Image-grounded pointing data
**********

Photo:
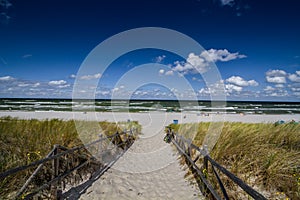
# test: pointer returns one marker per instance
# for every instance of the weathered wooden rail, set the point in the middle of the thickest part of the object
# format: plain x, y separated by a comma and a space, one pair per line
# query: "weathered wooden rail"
62, 164
185, 147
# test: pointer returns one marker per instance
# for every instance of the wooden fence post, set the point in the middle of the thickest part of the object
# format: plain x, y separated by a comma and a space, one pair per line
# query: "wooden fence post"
55, 165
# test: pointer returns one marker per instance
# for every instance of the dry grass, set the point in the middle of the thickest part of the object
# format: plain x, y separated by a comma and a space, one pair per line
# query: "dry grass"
266, 156
25, 141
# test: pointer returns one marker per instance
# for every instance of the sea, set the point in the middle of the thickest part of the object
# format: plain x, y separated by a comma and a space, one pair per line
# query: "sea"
107, 105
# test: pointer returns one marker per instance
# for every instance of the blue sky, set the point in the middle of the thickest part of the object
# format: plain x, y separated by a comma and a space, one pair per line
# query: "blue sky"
255, 45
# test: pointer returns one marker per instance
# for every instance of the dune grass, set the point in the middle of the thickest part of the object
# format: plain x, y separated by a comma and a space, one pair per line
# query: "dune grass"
25, 141
265, 156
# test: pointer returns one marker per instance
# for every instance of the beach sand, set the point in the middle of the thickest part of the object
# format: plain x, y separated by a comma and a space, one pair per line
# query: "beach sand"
150, 168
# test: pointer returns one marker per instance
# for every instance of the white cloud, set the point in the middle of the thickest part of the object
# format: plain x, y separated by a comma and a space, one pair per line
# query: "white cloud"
26, 56
227, 2
269, 88
276, 79
199, 63
294, 77
6, 78
214, 55
159, 59
276, 72
64, 86
279, 86
72, 76
36, 85
90, 77
170, 73
233, 88
239, 81
60, 82
23, 84
276, 76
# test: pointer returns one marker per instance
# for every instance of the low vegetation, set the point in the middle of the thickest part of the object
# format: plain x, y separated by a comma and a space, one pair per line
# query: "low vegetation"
26, 141
265, 156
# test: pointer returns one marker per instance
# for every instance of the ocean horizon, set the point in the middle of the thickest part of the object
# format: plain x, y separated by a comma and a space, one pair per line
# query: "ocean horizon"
148, 105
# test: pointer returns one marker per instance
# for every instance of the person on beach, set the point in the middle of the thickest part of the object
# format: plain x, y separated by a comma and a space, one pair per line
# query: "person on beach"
169, 135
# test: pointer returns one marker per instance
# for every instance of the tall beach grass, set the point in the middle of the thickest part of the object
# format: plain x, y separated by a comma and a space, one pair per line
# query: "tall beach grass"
25, 141
265, 156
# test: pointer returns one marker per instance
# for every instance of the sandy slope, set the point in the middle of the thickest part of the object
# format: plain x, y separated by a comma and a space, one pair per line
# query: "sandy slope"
148, 170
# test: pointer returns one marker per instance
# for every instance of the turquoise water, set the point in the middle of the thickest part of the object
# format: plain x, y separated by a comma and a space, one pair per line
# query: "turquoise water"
149, 105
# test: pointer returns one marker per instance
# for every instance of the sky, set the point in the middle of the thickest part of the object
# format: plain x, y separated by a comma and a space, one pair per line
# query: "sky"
254, 45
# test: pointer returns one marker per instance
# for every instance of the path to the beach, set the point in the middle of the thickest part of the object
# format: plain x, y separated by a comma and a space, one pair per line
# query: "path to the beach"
148, 170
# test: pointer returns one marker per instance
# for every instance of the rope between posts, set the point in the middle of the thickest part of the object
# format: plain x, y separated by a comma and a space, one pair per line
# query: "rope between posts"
69, 151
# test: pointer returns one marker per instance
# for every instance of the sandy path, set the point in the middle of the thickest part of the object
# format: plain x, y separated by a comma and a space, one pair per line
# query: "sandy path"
148, 170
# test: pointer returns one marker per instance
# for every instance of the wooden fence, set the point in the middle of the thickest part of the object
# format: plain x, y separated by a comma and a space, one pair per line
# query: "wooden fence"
186, 147
61, 161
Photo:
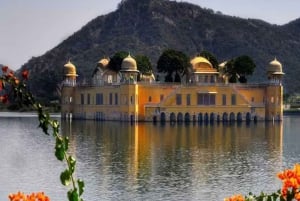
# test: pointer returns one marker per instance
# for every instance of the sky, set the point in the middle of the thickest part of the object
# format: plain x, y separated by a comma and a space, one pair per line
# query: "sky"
29, 28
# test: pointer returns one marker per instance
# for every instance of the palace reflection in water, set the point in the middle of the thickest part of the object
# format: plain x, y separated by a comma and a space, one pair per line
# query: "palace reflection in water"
145, 161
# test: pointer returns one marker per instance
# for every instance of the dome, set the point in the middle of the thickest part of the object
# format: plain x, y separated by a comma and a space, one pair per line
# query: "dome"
198, 60
275, 67
70, 69
103, 62
202, 65
129, 64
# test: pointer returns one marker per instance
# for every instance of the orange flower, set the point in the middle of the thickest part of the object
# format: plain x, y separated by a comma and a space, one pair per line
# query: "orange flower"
235, 198
4, 69
10, 74
17, 81
4, 98
40, 196
25, 74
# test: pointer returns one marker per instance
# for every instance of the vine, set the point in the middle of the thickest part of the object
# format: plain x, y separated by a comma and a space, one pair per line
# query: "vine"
14, 89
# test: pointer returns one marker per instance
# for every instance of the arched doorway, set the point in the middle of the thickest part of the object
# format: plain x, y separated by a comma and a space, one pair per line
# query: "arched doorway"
225, 117
172, 117
239, 117
232, 117
200, 117
248, 117
212, 117
162, 117
187, 117
154, 119
206, 117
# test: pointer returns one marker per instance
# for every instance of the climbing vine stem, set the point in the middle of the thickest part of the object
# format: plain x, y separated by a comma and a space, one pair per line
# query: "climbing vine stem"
15, 90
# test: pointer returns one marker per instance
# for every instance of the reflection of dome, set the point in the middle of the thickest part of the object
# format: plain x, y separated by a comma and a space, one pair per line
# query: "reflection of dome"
129, 64
103, 62
70, 69
275, 67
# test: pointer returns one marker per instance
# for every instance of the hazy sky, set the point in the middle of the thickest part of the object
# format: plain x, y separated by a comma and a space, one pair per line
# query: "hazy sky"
31, 27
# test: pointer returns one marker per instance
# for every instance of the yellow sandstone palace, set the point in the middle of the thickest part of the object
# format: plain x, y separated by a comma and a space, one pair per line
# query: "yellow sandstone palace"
206, 97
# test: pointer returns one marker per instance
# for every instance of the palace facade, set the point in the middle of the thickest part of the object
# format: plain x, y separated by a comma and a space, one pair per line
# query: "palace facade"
204, 96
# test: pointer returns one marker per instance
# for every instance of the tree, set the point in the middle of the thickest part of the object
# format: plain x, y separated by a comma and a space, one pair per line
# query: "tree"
244, 65
211, 58
238, 68
172, 61
115, 62
143, 64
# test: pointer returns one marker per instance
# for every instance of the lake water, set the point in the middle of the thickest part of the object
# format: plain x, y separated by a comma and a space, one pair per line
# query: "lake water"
121, 161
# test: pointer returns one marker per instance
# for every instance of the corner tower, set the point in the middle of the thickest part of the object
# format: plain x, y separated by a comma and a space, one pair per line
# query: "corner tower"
68, 90
69, 74
129, 71
274, 91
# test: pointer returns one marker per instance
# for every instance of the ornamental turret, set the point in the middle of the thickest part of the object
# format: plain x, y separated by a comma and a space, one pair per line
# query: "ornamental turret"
274, 72
129, 70
69, 74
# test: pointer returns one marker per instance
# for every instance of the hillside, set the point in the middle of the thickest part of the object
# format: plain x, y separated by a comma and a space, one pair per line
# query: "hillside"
150, 26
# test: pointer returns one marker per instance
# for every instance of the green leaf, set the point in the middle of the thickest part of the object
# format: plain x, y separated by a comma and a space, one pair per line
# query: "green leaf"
72, 162
73, 195
66, 143
65, 177
80, 186
59, 149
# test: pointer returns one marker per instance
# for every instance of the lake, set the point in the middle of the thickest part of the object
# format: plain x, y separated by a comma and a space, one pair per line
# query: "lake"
145, 161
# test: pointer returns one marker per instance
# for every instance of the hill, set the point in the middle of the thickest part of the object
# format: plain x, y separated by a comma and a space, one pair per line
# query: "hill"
148, 27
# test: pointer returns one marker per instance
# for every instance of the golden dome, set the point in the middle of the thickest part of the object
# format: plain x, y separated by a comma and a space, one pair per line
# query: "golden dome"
70, 69
275, 67
129, 64
198, 60
202, 65
103, 62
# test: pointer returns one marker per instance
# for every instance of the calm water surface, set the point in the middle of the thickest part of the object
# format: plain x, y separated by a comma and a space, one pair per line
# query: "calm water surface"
120, 161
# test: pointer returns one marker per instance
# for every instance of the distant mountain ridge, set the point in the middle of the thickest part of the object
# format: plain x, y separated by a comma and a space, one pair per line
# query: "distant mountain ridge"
149, 27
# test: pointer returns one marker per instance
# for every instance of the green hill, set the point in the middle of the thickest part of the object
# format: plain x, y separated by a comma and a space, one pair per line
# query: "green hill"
148, 27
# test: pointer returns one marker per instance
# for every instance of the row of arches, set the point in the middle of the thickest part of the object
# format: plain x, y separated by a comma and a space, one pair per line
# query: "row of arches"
205, 117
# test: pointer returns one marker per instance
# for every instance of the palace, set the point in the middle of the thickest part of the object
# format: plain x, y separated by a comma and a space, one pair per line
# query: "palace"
206, 96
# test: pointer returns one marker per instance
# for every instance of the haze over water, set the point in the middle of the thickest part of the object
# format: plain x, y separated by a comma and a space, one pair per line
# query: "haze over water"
120, 161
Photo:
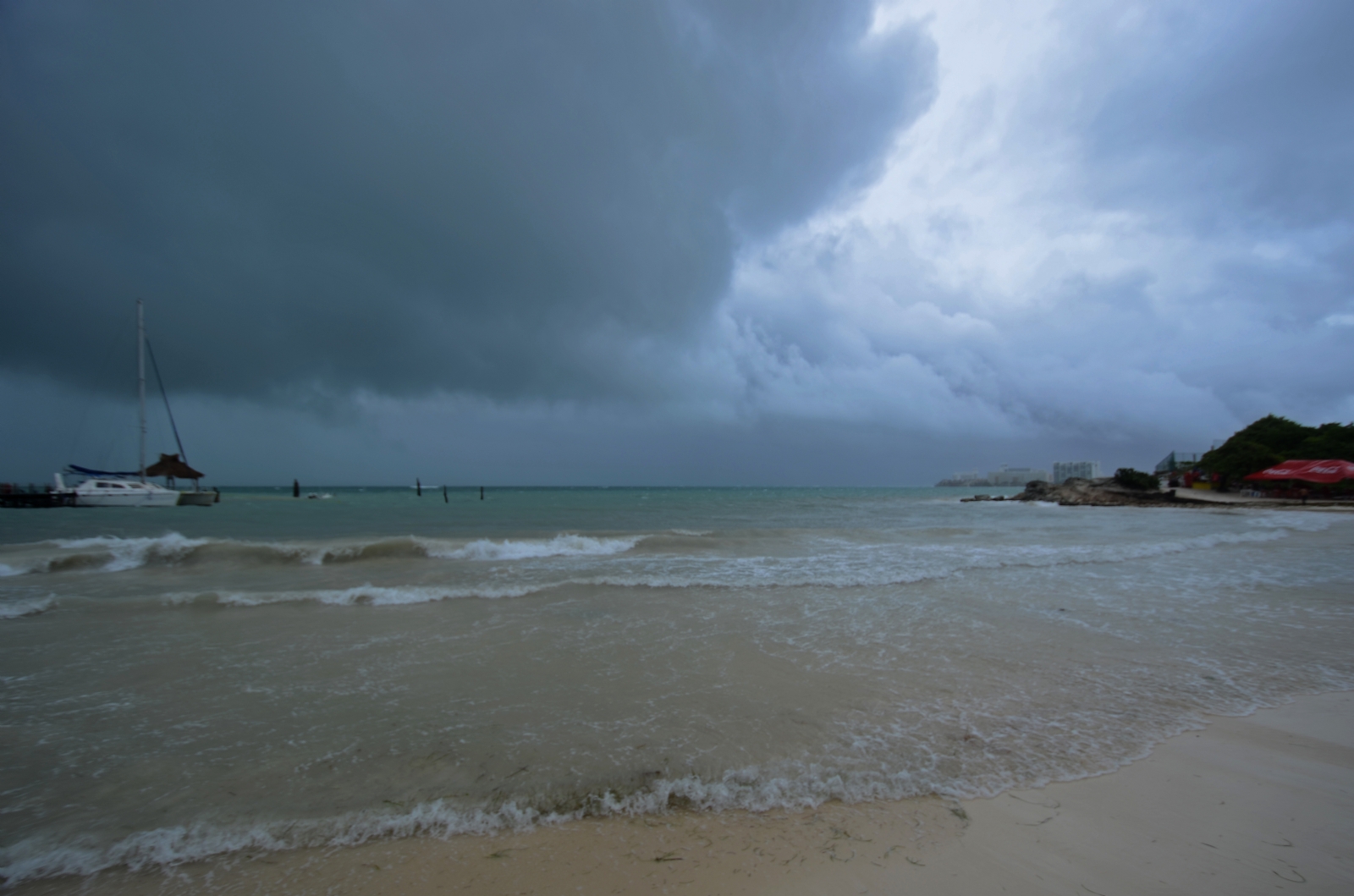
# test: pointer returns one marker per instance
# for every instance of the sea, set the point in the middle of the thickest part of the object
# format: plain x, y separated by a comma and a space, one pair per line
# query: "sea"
272, 673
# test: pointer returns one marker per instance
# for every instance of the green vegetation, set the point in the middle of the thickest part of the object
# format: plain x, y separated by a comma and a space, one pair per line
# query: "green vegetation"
1137, 480
1273, 440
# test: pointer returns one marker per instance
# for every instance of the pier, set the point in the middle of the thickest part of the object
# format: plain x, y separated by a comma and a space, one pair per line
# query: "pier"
14, 496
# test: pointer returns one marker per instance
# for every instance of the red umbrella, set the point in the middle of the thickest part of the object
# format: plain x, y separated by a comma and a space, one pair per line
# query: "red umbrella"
1308, 471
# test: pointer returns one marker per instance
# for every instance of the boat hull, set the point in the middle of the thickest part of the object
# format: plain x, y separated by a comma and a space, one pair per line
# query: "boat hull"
164, 498
117, 493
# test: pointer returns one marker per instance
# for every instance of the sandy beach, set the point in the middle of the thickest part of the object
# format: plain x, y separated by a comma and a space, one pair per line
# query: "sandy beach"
1245, 805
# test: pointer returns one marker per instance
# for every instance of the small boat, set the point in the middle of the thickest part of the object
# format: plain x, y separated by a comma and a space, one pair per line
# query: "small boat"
103, 489
115, 490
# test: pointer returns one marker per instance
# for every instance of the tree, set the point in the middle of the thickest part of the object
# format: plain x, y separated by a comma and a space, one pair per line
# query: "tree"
1273, 440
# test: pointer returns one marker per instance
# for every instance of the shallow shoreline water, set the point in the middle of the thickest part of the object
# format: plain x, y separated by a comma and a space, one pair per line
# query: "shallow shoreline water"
379, 665
1247, 805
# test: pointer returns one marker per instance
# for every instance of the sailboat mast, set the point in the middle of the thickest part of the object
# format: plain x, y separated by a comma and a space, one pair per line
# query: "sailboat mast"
141, 382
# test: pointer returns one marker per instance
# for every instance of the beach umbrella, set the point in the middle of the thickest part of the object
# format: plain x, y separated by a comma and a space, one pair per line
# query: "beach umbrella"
1308, 471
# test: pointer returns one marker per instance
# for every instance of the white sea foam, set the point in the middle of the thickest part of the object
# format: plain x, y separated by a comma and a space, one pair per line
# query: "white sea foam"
796, 787
128, 554
525, 550
26, 607
367, 595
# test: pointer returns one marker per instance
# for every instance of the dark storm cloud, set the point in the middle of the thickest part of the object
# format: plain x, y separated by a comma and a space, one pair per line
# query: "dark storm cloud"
508, 198
1243, 115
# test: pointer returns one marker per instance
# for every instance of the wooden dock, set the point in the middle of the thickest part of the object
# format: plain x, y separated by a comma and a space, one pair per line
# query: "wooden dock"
15, 497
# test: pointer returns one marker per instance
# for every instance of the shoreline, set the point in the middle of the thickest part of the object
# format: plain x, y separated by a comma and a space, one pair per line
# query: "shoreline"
1246, 805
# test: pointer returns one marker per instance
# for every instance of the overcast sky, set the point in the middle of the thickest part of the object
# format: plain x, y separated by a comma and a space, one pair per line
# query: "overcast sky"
672, 241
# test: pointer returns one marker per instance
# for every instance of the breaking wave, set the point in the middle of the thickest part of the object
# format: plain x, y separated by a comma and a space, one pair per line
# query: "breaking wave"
26, 607
110, 554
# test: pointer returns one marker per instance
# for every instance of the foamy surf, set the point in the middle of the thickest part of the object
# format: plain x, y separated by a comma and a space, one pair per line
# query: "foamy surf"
26, 607
112, 554
525, 550
707, 650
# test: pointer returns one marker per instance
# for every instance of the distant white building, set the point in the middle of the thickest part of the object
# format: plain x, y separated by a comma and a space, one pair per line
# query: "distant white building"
1065, 470
1015, 475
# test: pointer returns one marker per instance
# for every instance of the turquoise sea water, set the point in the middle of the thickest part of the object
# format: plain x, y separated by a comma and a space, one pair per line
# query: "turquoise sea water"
275, 672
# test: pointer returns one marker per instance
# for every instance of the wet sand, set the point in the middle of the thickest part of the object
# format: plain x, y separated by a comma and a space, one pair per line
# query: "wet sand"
1257, 805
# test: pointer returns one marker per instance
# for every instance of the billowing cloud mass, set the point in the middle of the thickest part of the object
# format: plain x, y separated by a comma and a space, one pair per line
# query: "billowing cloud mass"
680, 241
504, 198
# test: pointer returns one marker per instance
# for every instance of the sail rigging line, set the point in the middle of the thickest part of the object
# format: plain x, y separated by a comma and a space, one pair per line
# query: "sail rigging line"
166, 395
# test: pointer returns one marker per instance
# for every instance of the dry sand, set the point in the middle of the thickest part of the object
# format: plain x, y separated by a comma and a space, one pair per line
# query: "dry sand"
1247, 805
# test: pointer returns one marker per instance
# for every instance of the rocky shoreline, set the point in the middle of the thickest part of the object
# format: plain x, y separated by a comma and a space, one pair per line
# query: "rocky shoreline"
1097, 493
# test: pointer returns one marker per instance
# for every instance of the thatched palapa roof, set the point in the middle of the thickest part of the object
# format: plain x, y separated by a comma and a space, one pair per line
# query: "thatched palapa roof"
171, 466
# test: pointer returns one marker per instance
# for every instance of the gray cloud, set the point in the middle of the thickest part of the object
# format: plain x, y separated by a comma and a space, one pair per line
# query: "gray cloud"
505, 198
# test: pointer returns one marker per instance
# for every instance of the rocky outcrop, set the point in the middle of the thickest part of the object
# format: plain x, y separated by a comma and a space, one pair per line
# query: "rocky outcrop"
1101, 493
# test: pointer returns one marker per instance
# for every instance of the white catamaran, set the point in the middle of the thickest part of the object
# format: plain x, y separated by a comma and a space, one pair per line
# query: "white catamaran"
103, 489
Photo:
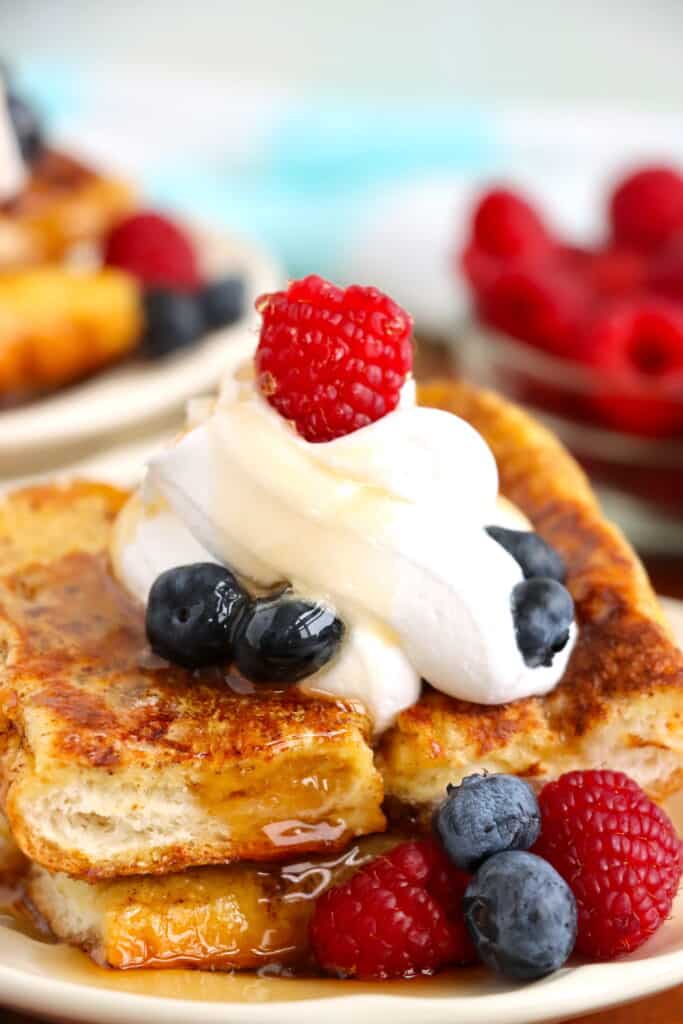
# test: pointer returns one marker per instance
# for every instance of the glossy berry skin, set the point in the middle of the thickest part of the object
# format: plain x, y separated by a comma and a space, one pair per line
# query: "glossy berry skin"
332, 359
534, 555
155, 250
646, 208
620, 853
506, 226
193, 612
486, 814
521, 915
398, 916
543, 612
173, 322
27, 126
283, 639
222, 301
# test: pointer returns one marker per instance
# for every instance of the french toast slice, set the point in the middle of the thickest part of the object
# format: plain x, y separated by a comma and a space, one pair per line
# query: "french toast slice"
621, 701
63, 203
57, 325
237, 916
116, 763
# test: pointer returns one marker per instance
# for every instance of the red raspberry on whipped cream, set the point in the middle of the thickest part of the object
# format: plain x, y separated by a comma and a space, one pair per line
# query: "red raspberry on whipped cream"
332, 359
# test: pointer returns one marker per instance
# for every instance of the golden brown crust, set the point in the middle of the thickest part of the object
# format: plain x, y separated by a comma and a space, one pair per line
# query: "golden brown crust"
85, 704
63, 203
58, 325
81, 697
622, 694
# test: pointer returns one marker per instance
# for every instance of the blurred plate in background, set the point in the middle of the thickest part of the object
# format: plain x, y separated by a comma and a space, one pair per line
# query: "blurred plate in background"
105, 409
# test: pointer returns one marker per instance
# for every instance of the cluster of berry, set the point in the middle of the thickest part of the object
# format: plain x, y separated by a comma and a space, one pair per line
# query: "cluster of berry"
616, 308
592, 864
200, 615
179, 306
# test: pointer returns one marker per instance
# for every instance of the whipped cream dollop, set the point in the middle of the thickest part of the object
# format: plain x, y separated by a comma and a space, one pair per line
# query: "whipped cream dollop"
386, 525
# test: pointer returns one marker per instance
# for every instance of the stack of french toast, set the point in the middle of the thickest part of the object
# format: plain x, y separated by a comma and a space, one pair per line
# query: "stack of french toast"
165, 818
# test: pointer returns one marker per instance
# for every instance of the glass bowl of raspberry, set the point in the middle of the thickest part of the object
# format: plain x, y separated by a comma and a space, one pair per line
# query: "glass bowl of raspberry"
591, 339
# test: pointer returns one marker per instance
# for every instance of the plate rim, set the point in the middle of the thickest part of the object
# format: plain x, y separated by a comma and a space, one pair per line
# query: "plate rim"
19, 439
529, 1001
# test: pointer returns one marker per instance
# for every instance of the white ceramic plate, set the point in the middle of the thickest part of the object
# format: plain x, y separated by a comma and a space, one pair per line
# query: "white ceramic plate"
57, 983
138, 392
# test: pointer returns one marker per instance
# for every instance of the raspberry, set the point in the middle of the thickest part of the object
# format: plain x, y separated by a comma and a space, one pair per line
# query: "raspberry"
398, 916
619, 853
640, 347
541, 306
616, 271
646, 209
507, 227
155, 250
666, 271
479, 267
332, 360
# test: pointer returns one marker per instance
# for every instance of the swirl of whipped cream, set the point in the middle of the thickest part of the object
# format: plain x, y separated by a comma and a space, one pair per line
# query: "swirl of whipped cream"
386, 525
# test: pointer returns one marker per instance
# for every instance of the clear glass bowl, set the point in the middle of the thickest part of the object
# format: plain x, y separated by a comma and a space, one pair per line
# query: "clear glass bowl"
640, 478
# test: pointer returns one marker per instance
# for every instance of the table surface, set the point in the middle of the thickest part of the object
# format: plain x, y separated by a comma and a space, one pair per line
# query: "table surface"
668, 579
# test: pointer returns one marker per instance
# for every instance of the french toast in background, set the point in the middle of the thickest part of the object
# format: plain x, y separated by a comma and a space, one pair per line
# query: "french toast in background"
58, 325
63, 204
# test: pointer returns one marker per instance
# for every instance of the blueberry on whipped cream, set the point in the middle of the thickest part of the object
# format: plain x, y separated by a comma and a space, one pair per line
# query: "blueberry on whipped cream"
384, 525
200, 615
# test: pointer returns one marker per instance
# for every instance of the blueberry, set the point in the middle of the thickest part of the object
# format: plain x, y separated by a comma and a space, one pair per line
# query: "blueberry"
486, 814
284, 639
193, 611
543, 612
521, 915
27, 126
223, 301
173, 321
536, 557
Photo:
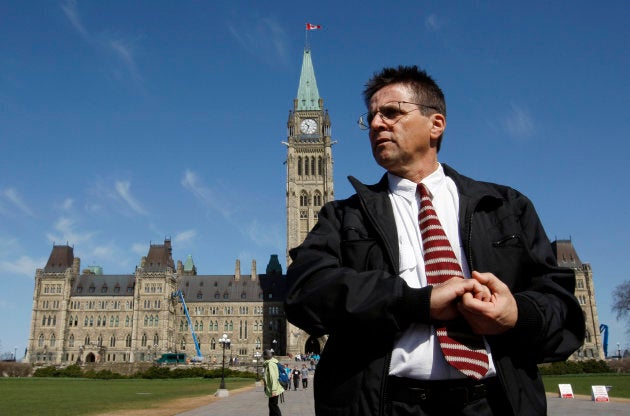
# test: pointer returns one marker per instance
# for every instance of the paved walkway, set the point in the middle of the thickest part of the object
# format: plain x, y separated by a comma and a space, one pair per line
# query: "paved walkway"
253, 402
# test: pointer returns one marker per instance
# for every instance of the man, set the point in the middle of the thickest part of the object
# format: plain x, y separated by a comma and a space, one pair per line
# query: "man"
271, 376
360, 277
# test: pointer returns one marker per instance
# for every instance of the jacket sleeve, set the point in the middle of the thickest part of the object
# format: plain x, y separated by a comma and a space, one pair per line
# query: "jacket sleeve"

**********

WHAT NEEDS TO BE DONE: Take the lines from the start of the entries through the line containing "# for every instance of the wooden fence post, set" and set them down exactly, leaving out every picture.

TASK RESPONSE:
Photo:
# test: pointer returns one marker per instance
# for every instance of the weathered wooden rail, set the point in the middle of the thickest part of the object
# format: plain x, y separated by a comma and a space, one pair per line
# query: "weathered wooden rail"
62, 164
185, 147
# test: pointer returns one marker per instance
# for every instance of the wooden fence post, set the point in the middle of the thickest part of the object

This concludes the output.